Boundary labeling items

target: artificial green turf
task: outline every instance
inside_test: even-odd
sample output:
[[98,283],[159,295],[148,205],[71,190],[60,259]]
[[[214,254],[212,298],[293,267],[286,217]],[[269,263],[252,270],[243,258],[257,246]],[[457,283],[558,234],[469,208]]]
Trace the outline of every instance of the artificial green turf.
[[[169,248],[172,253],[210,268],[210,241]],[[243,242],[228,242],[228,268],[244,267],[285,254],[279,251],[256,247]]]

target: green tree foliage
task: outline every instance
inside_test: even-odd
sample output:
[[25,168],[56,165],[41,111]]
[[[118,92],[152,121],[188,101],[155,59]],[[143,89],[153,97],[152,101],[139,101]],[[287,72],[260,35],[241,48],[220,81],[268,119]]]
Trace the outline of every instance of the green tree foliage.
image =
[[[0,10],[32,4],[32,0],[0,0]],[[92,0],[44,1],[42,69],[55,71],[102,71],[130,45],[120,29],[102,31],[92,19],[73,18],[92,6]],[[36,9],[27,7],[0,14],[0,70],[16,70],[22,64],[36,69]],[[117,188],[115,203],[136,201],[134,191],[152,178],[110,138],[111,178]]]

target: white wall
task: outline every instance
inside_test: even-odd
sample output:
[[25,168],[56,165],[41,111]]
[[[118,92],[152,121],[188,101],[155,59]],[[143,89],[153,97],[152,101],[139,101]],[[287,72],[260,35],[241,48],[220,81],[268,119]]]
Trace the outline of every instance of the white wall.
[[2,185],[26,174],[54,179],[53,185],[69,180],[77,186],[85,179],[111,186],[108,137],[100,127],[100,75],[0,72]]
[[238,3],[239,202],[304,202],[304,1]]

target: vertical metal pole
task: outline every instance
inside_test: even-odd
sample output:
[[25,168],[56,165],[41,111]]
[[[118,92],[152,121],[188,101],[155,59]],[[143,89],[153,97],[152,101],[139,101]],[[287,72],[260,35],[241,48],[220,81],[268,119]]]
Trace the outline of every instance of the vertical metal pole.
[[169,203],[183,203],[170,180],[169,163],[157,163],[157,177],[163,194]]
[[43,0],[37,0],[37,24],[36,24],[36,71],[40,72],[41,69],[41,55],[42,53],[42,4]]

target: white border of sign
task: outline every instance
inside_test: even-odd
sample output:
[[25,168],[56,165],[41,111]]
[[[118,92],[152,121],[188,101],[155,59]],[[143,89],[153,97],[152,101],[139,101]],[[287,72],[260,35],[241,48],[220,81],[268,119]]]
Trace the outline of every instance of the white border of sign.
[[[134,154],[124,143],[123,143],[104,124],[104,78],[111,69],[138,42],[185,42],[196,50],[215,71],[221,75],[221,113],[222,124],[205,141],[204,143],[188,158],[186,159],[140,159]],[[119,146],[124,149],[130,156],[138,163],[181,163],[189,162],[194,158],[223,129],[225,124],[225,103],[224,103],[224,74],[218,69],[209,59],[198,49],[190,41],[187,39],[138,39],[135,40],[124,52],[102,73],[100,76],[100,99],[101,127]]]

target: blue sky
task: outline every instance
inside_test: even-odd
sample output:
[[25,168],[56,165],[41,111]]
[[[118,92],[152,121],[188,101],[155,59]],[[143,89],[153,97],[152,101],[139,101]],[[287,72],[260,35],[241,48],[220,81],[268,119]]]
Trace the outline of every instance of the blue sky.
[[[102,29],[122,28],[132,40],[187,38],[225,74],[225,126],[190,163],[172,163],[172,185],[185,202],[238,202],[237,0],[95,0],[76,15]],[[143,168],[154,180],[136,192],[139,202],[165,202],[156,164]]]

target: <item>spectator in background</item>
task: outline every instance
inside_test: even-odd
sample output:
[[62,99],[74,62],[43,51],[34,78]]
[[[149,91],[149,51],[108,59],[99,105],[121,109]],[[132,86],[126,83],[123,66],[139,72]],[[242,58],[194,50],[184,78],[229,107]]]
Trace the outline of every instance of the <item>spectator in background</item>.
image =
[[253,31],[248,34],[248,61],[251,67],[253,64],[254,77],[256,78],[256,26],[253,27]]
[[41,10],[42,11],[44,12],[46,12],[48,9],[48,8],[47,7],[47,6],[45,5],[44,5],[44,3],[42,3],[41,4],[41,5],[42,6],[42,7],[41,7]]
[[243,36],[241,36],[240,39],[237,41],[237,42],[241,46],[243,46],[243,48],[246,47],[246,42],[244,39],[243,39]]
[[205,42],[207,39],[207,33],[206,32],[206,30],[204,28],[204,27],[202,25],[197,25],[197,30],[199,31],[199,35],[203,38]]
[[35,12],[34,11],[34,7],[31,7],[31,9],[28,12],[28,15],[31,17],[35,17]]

● INSTRUCTIONS FOR THE TASK
Reproduce all of the lines above word for word, leaving out nothing and changing nothing.

● FINISHED ANSWER
target: artificial green turf
task: outline every instance
inside_test: even-odd
sample output:
[[98,283],[159,295],[148,205],[71,190],[60,259]]
[[[214,254],[212,298],[293,267],[286,217]],[[269,263],[252,270],[243,258],[257,246]],[[457,283],[558,234],[469,208]]]
Trace the outline of every instance of the artificial green turf.
[[[169,248],[172,253],[210,268],[210,241]],[[243,242],[228,242],[228,268],[244,267],[285,254],[279,251],[256,247]]]

target: green tree foliage
task: outline every instance
inside_test: even-odd
sample output:
[[25,168],[56,165],[41,111]]
[[[118,92],[152,121],[188,101],[155,59]],[[143,89],[153,97],[152,101],[139,101]],[[287,72],[260,35],[241,48],[220,81],[268,119]]]
Trace the outline of every instance of the green tree foliage.
image =
[[[0,10],[32,4],[32,0],[0,0]],[[92,0],[44,1],[42,69],[55,71],[102,71],[130,45],[120,29],[102,31],[92,19],[73,18],[92,6]],[[36,9],[27,7],[0,14],[0,70],[16,70],[22,64],[36,69]],[[117,188],[115,203],[136,201],[134,191],[152,178],[110,138],[111,178]]]

target: white wall
task: outline every instance
inside_test: even-odd
sample output:
[[25,168],[56,165],[41,111]]
[[[118,92],[152,121],[188,101],[155,59]],[[143,89],[153,97],[152,101],[139,101]],[[287,72],[260,35],[241,48],[220,81],[268,119]]]
Trace the outline of every instance of the white wall.
[[2,185],[26,174],[54,179],[53,185],[69,180],[77,186],[85,179],[111,186],[108,137],[100,127],[100,75],[0,72]]
[[238,3],[239,202],[304,202],[304,1]]

target: vertical metal pole
task: outline every instance
inside_test: even-odd
sample output:
[[25,168],[56,165],[41,111]]
[[[118,92],[152,121],[188,101],[155,59]],[[143,89],[153,97],[152,101],[139,101]],[[287,72],[260,35],[241,48],[220,81],[268,119]]]
Trace the outline of every instance of the vertical metal pole.
[[169,203],[183,203],[170,180],[169,163],[157,163],[157,177],[163,194]]
[[43,0],[37,0],[37,24],[36,24],[36,71],[40,72],[41,69],[41,55],[42,53],[42,4]]

target: white border of sign
task: outline every instance
inside_test: even-odd
sample output:
[[25,168],[56,165],[41,111]]
[[[118,92],[152,121],[188,101],[155,59]],[[143,89],[153,97],[152,101],[139,101]],[[287,72],[260,35],[241,48],[220,81],[268,119]]]
Trace the outline of every instance of the white border of sign.
[[[134,154],[124,143],[123,143],[104,124],[104,78],[111,69],[138,42],[185,42],[196,50],[215,71],[221,75],[221,113],[222,124],[205,141],[204,143],[188,158],[186,159],[140,159]],[[119,146],[124,149],[130,156],[138,163],[181,163],[189,162],[194,158],[223,129],[225,124],[225,103],[224,103],[224,74],[218,69],[209,59],[198,49],[190,41],[187,39],[138,39],[135,40],[124,52],[102,73],[100,76],[100,99],[101,127]]]

target: blue sky
task: outline every instance
inside_test: even-odd
sample output:
[[25,168],[56,165],[41,111]]
[[[118,92],[152,121],[188,101],[155,59]],[[143,89],[153,97],[152,101],[139,101]],[[287,72],[260,35],[241,48],[220,81],[268,119]]]
Trace the outline of every instance of the blue sky.
[[[102,29],[122,28],[132,40],[187,38],[225,74],[225,126],[190,163],[172,163],[172,185],[185,202],[238,202],[237,0],[95,0],[76,15]],[[143,168],[154,180],[136,192],[139,202],[165,202],[156,164]]]

target: <item>spectator in background</item>
task: outline every instance
inside_test: even-odd
sample output:
[[62,99],[74,62],[43,51],[34,78]]
[[[149,91],[149,51],[108,59],[99,105],[121,109]],[[132,86],[126,83],[123,66],[139,72]],[[242,58],[194,50],[184,78],[229,107]]]
Trace the outline of every instance of the <item>spectator in background</item>.
image =
[[253,31],[248,34],[248,61],[251,67],[253,64],[254,77],[256,78],[256,26],[253,27]]
[[41,10],[42,11],[44,12],[46,12],[48,9],[48,8],[47,7],[47,6],[45,5],[44,5],[44,3],[42,3],[41,4],[41,5],[42,6],[42,7],[41,7]]
[[243,36],[241,36],[240,39],[237,41],[237,42],[241,46],[243,46],[243,48],[246,47],[246,42],[244,39],[243,39]]
[[205,42],[207,39],[207,33],[206,32],[206,30],[204,28],[204,27],[202,25],[197,25],[197,30],[199,31],[199,35],[203,38]]
[[35,12],[34,11],[34,7],[31,7],[31,9],[28,12],[28,15],[31,17],[35,17]]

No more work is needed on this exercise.